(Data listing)
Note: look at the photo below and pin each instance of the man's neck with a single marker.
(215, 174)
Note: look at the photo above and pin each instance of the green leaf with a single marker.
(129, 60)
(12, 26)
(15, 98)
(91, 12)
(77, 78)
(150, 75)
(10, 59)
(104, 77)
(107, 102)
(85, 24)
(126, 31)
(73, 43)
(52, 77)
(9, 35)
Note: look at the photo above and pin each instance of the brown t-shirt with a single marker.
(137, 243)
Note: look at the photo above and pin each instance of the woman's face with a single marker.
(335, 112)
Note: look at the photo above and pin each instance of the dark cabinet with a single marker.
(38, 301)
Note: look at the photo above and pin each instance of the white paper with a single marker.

SET PROBLEM ::
Lay out the stretch of material from the line containing "t-shirt with a single marker." through the end as a Markdown table with the columns No. and Line. Give each line its own numbered row, and leave out any blank lines.

WORKED ANSWER ::
| No. | Line |
|---|---|
| 1 | Note: look at the photo above and pin each instance of the brown t-shirt with a single marker. |
| 2 | (137, 243) |
| 3 | Note: look at the photo above and pin each instance of the woman's face with a single marker. |
| 4 | (335, 112) |
| 5 | Note: look at the photo above and pin each instance of the dark cabinet with a single marker. |
| 6 | (38, 301) |
| 7 | Note: look at the photo above and pin each instance of the white paper with a single marker. |